Menos expostas, porque rodeadas pelo extenso tojal, mas igualmente deslumbrantes pelas suas frondosas e decoradas ramagens, encontram-se as  camarinheiras (Corema album). 

Este lindíssimo e endémico arbusto da Ibéria, ornamentado por uma multidão de redondinhos frutos brancos, faz parte das memórias das gerações litorais mais antigas, quando a distribuição da espécie era muito mais abrangente do que é hoje e todos os recursos do pinhal, como lenha, pinhas, resina, frutos, ... eram sabiamente aproveitados e geridos. Tempos idos!





O sol declinou sobre o horizonte, o suficiente para refrescar o ar. Chegou, então, o momento de abandonarmos o remanso da sombra, descalçarmo-nos e sentirmos o doce prazer de enterrar os dedos dos pés na fofa areia do trilho.

Com o abaixamento da temperatura, os aromas do pinhal intensificaram-se e consequentemente aumentou o prazer olfactivo!

= = = = = = =

[OBJETIVO 1] No texto sobre as camarinheiras, reescreva o trecho que abre com as palavras "Este lindíssimo e" e fecha com "geridos. Tempos idos!", trocando "lenha" por "madeira".
[OBJETIVO 2]
Responda com base no texto sobre as camarinheiras:
(a) Qual é o nome científico das camarinheiras?
(b) De que cor são os frutos que ornamentam esse arbusto?
(c) Onde se enterram os dedos dos pés depois de se abandonar a sombra?
[OBJETIVO 3] Dê seguimento ao texto sobre o passeio pelo pinhal das camarinheiras, começando logo após a última frase.

[DADOS FORNECIDOS]
= = = = = = =

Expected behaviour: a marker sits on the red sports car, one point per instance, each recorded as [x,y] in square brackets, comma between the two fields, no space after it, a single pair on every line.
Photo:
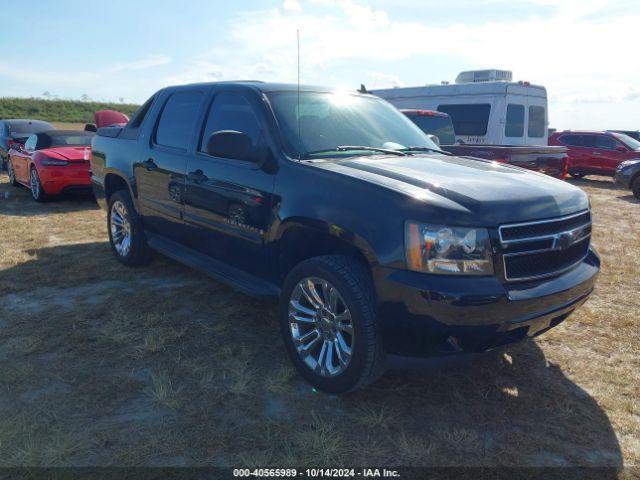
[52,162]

= = = = = = =

[RESPOSTA FINAL 1]
Este lindíssimo e endémico arbusto da Ibéria, ornamentado por uma multidão de redondinhos frutos brancos, faz parte das memórias das gerações litorais mais antigas, quando a distribuição da espécie era muito mais abrangente do que é hoje e todos os recursos do pinhal, como madeira, pinhas, resina, frutos, ... eram sabiamente aproveitados e geridos. Tempos idos!

[RESPOSTA FINAL 2]
(a) Corema album.
(b) Brancos.
(c) Na fofa areia do trilho.

[RESPOSTA FINAL 3]
Durante a caminhada vamos tendo a oportunidade de nos acercarmos das plantas do pinhal. Agachando-nos, conseguimos apreciá-las com maior detalhe, com maior intimidade. 


O amarelo vibrante das corolas do tojo, além da beleza que oferece ao olhar, constitui também um mecanismo de atracção para os insectos melíferos. Estes, na sua labuta de recolha de pólen acabam por realizar o transporte do mesmo dentro e fora da própria planta. 



Neste pinhal de silêncios, a beleza dos pequenos seres torna-se gritante. 

Colocada no centro da sua teia, uma aranha-de-cruz (Araneus diadematus) termina calmamente o seu repasto.



Quase ao lado, encontra-se uma maternidade babosa, onde as larvas de cigarrinha-do-prado (Philaenus spumarius) se transformarão brevemente em formas adultas.




As pequeninas e púrpuras corolas da queiró (Erica umbellata), olhadas bem de perto, apresentam-se como um dos infindáveis exemplos da plasticidade presente em todas as obras da Criação.



Abandonamos momentaneamente o trilho para melhor apreciarmos a pérola do Atlântico, como alguns a apelidam. Ao fazê-lo, damos com um coelho (Oryctolagus cuniculus) a alimentar-se plàcidamente das ervas presentes no pinhal.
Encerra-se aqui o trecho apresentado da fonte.